## What the exercise asks
Pick up the comment below about iOS 8 and Apple's direction after its last sentence and keep writing it.

## Provided passage
Og and if I may add one more grievance... in all the years of iOS releases. I have never seen such a tortured, over engineered, bug ridden experience as th move to iOS 8. It took something like 6 betas to get to release, which by no way in any sense of the word was it truly ready at the time for public consumption. Battery and speed issues plagued it until 8.3. Yes, it took them nearly quadruple the time to have a proper release of the OS of any previous to it.
You could argue that this is to be expected when moving to a new UI. I'll grant that, however, the UI design has been far too exposed during it's evolution outside of beta. If they were going to change the UI, then they should have had the new design finished, then they could have focused resources on coding to solve bugs and backend interface idiosyncrasies. Rather they did design, test, release, bug test, bug fix, design, break fixes, test, release, and so on and so on.
This is a terrible process, and believe it or not. Quite a bit of talent has left or expressed concern about Apple's current direction over the past 2 years.
Thankfully, Apple is still so magnificent at what they do that few if any other competitors could effectively threaten or displace them in the next year or two. But past that, I would say they are running out of "room for experimentation" with this over zealous product for every circumstance approach. This fragmented product line was one of the MAJOR killers of the old Apple and it took someone like Jobs to come in and sort out that mess.

## Source data

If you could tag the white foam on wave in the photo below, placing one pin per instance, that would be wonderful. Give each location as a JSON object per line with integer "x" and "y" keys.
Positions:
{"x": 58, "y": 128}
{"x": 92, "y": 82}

## Response area
Tim Cook is a good CEO, he is a kind and thoughtful man, he is good with press and generally represents himself and his institution well. And Johnny Ive is a creative genius who's truly helped change the way many of us consider technology. But Apple is still missing something. It's missing the one voice in the room who's willing to say NO!
Jobs was very good at telling people NO, and various other colorful expressions, but the point is, he was unwilling to compromise on his standards for the sake of what he believed. You want a good PR image and Cook does bring that to the company but he needs to learn to say NO as his predecessor did or the very thing that made Apple special may fade into the distance.